### Extracted material
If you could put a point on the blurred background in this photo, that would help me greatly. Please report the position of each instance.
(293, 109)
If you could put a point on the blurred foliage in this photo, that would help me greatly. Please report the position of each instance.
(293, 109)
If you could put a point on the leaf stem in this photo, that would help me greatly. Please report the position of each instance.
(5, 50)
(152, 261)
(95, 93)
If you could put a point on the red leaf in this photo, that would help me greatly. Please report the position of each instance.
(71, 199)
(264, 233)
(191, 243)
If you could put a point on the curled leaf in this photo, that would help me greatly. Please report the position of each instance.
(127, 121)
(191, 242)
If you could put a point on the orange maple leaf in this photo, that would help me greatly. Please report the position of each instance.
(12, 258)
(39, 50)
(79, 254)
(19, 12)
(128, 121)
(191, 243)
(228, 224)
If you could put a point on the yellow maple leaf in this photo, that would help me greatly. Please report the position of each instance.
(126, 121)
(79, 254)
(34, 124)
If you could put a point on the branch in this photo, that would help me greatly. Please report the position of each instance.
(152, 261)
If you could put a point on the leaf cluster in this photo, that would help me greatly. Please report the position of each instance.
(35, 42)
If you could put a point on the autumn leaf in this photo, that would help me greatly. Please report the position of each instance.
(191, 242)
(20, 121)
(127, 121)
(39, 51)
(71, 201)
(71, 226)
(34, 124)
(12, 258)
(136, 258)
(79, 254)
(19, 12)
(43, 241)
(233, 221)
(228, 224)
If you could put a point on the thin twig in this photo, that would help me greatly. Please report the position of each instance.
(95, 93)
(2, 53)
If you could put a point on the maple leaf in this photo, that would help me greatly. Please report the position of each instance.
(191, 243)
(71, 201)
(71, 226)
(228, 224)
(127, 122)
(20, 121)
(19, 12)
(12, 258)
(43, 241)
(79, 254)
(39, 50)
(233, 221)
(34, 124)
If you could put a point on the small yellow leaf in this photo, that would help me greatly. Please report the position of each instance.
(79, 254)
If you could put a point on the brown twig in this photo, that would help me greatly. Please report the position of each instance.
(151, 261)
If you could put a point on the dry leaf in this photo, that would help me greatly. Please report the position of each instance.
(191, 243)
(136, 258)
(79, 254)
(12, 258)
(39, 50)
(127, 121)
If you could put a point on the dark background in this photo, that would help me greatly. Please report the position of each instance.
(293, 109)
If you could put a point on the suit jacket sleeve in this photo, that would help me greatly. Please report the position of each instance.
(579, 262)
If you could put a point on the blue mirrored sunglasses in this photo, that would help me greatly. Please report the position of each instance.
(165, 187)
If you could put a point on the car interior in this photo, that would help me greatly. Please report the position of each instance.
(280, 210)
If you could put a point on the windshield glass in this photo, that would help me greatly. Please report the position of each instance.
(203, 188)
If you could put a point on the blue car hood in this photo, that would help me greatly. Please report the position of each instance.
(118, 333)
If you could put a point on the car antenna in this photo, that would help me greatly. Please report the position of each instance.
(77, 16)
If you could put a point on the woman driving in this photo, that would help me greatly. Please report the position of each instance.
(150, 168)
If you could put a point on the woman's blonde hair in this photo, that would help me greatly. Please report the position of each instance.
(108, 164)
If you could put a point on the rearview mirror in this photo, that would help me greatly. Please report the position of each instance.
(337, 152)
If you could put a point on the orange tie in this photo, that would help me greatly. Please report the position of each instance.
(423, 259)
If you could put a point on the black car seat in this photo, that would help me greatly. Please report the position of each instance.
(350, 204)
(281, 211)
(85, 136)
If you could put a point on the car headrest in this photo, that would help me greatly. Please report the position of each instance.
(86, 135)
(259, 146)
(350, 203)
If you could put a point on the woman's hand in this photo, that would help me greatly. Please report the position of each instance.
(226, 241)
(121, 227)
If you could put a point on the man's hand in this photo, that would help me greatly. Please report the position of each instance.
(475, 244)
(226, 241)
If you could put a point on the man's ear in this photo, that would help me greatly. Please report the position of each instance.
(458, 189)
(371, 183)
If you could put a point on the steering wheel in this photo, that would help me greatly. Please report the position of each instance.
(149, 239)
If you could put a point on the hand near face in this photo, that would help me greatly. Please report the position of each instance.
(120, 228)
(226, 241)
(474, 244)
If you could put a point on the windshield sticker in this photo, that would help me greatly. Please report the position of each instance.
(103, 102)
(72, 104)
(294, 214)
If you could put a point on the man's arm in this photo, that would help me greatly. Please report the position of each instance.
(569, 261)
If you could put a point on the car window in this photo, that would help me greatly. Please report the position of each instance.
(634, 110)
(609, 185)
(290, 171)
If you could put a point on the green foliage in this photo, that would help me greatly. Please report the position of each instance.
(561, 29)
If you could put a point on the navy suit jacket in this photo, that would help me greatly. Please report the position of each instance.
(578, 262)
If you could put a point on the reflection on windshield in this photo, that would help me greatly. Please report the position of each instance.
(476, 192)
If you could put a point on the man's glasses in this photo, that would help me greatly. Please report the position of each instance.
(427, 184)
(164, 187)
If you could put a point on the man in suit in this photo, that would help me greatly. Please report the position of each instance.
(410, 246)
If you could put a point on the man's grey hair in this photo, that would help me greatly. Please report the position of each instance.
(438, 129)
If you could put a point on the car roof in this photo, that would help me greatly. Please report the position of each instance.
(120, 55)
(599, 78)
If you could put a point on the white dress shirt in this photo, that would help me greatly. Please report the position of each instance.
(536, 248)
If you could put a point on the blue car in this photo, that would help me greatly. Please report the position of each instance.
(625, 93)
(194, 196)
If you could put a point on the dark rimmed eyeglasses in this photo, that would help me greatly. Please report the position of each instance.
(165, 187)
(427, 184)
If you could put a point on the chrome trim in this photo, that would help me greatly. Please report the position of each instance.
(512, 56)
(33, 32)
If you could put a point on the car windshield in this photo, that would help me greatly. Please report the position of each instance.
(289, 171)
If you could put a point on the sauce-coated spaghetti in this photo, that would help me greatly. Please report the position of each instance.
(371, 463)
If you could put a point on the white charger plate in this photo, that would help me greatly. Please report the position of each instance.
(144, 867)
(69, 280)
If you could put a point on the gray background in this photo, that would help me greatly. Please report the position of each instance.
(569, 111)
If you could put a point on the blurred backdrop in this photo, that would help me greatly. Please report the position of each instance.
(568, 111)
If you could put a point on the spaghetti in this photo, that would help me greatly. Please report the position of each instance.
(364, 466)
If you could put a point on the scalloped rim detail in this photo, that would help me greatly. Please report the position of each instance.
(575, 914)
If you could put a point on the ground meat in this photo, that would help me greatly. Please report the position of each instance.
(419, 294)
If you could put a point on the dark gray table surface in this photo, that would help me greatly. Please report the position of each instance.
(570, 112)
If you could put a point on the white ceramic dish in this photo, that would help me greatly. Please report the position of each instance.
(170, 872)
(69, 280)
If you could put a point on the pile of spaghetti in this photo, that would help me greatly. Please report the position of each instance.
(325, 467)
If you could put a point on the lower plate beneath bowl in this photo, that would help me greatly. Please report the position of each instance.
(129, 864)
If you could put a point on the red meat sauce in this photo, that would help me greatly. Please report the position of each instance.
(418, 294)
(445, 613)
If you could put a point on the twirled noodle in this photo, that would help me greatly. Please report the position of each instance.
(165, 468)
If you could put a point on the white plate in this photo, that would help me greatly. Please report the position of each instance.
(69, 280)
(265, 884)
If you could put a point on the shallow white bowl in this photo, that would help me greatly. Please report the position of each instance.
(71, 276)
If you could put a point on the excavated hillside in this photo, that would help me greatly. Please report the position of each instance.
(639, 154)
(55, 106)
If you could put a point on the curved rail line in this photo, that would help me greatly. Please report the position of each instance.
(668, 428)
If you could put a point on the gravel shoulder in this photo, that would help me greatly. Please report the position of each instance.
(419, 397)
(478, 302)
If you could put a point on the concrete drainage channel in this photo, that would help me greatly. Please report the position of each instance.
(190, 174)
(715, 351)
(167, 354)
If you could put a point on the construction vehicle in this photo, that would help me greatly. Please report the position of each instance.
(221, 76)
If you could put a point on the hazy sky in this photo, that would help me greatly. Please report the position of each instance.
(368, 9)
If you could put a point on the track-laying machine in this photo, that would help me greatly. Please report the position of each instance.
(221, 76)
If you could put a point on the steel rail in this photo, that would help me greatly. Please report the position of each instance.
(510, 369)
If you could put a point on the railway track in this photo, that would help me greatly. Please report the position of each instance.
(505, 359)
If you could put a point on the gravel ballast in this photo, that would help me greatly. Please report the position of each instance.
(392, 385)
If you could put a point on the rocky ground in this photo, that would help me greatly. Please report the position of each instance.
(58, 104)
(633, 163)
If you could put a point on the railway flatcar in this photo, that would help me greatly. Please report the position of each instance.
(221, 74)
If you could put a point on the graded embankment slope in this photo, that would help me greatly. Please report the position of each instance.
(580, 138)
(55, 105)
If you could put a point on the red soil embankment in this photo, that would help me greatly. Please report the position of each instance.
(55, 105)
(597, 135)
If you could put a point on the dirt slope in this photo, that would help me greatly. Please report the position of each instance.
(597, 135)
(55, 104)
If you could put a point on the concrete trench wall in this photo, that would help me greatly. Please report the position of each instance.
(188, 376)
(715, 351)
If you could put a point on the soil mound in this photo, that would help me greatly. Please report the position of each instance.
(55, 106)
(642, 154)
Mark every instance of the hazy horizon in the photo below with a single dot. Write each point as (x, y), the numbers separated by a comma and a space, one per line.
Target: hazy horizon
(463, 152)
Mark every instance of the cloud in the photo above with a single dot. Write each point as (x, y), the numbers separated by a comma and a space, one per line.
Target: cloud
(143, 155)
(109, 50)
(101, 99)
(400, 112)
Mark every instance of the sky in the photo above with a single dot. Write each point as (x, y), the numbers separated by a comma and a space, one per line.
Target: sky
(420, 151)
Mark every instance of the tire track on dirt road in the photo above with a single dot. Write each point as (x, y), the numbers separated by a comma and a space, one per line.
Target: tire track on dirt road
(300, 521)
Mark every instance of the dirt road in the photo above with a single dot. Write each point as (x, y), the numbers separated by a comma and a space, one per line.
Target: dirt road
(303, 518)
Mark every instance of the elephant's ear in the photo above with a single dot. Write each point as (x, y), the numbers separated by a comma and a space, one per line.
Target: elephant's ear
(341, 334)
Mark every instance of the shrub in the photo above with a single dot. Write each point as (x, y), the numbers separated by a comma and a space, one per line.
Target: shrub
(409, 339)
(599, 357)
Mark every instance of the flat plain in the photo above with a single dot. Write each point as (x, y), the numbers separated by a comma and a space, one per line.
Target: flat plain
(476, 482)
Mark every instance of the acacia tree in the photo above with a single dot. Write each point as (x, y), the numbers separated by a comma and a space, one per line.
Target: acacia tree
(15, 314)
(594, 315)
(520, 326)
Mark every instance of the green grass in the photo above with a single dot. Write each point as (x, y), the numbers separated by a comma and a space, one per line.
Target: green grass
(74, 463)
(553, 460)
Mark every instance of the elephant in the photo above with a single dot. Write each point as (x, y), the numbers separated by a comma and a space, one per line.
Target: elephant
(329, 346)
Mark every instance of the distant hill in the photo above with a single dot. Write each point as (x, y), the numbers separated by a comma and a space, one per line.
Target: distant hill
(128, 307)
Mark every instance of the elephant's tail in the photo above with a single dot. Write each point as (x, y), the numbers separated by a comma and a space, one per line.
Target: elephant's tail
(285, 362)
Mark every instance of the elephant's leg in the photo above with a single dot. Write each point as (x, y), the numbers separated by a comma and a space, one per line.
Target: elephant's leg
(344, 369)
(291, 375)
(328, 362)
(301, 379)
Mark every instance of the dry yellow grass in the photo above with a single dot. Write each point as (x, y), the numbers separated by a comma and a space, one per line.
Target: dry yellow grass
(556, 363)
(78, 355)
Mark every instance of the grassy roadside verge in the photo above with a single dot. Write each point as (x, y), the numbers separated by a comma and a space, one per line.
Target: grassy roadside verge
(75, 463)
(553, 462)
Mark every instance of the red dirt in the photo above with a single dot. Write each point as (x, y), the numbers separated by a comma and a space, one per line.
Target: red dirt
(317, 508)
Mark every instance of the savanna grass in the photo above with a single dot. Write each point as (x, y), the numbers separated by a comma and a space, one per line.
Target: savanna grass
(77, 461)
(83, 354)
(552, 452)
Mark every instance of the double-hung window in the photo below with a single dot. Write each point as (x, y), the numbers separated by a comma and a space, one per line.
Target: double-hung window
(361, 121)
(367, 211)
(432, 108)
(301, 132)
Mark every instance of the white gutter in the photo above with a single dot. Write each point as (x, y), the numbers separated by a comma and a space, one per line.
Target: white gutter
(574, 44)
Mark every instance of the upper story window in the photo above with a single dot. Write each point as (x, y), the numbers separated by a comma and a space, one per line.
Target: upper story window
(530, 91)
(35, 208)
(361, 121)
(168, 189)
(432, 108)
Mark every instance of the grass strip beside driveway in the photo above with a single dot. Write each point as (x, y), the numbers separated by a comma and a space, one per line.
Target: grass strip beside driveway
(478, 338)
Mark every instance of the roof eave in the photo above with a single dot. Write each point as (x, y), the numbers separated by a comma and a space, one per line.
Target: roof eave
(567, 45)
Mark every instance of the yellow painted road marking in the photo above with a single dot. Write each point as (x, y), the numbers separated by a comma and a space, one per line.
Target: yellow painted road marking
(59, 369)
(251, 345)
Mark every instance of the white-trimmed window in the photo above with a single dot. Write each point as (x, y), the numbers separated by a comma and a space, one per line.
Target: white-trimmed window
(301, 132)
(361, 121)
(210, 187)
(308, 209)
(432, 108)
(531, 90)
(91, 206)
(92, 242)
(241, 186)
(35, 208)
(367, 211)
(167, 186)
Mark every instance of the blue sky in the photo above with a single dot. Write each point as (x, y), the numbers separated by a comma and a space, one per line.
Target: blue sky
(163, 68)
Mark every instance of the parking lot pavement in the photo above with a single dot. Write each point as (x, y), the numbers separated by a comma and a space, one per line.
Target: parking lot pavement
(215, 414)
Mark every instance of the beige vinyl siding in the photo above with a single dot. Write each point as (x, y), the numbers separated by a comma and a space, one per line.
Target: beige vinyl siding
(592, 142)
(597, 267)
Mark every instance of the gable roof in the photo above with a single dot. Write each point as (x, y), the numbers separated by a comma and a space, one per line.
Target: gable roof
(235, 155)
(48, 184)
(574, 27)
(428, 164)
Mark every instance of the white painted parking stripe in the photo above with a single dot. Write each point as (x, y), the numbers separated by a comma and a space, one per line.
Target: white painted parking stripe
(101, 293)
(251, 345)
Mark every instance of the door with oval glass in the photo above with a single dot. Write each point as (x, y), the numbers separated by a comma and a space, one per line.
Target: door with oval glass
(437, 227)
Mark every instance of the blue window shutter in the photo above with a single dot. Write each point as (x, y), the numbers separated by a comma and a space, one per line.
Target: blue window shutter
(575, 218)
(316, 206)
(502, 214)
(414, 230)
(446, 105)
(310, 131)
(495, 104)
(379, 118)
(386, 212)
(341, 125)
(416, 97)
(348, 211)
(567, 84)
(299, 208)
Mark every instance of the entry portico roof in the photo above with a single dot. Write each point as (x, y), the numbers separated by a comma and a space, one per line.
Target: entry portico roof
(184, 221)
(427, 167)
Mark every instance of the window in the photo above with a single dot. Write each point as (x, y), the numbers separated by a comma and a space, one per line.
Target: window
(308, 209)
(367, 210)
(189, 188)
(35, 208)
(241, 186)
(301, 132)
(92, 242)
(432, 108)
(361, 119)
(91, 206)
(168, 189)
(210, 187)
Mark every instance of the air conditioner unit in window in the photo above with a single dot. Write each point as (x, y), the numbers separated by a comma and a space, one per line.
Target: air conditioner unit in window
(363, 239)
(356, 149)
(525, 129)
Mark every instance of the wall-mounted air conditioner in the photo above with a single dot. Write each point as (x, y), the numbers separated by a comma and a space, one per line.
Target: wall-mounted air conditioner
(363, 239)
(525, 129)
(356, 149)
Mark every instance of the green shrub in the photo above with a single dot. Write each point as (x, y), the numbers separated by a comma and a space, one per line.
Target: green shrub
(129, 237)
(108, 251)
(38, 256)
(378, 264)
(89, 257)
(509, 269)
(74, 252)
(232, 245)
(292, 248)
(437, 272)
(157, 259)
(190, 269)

### Exercise
A count is all that should be returned: the number of lines in these records containing the string "below".

### Exercise response
2